• _The request_
Reproduce the stretch of the material below from the line containing "y=551, one point per instance." through the line containing "x=192, y=539", including both of those lines and the requests. Multiply every coordinate in the answers by 1.9 and round to whole numbers, rounding halves up, but leave the numbers in the requests and their format samples unchanged.

• _The input_
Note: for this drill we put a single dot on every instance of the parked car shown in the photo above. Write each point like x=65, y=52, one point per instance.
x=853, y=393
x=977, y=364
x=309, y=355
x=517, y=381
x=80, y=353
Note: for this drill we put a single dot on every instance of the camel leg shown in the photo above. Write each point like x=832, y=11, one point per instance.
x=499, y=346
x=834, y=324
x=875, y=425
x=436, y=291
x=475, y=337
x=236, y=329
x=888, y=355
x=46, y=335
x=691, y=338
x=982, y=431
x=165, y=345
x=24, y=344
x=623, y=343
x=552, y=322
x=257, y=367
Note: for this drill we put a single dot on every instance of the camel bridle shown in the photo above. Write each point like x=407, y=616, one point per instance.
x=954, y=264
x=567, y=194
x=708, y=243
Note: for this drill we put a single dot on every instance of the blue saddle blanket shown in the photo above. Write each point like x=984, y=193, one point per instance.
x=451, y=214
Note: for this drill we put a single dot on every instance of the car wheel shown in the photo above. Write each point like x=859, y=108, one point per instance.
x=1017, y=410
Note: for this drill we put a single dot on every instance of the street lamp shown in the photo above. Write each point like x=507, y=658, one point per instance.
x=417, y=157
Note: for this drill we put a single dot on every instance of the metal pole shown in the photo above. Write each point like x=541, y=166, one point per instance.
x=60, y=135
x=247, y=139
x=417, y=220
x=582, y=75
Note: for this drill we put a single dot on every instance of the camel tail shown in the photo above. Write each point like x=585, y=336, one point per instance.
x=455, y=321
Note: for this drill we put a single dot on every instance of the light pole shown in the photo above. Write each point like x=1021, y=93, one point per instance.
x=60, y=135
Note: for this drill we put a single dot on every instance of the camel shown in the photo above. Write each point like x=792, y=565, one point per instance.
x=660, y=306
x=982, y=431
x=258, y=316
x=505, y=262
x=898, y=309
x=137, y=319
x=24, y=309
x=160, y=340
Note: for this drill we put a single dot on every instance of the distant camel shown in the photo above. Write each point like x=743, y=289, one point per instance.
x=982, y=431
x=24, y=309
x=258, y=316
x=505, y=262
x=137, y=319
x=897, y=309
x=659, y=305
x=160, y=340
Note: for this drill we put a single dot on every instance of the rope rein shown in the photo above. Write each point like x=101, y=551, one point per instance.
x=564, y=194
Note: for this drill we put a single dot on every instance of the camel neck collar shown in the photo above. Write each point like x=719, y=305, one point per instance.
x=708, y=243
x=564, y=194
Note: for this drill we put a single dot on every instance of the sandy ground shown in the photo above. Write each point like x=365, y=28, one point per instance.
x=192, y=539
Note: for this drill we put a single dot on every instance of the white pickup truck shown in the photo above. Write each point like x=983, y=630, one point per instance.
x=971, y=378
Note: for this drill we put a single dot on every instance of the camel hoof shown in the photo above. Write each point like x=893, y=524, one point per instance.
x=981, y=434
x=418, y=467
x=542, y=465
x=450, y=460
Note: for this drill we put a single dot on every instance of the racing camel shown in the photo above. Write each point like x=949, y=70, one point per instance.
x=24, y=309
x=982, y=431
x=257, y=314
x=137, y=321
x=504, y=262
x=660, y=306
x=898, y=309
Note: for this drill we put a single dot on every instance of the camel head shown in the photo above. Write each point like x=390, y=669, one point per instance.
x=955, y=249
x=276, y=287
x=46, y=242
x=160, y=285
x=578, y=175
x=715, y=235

• _Completed exercise_
Note: for this drill we put a single dot on every instance of the rope rein shown in the photo above. Write each point like x=101, y=551, one point per instance.
x=1072, y=369
Note: for this drill we put a single dot on every instance of the camel neck collar shown in the photo above. Write each point like x=719, y=305, one point per instance.
x=1345, y=462
x=1072, y=369
Note: for this drill we put a single dot on every instance of the sandy ground shown in the photo above. Write each point like x=365, y=28, one point per instance.
x=365, y=1024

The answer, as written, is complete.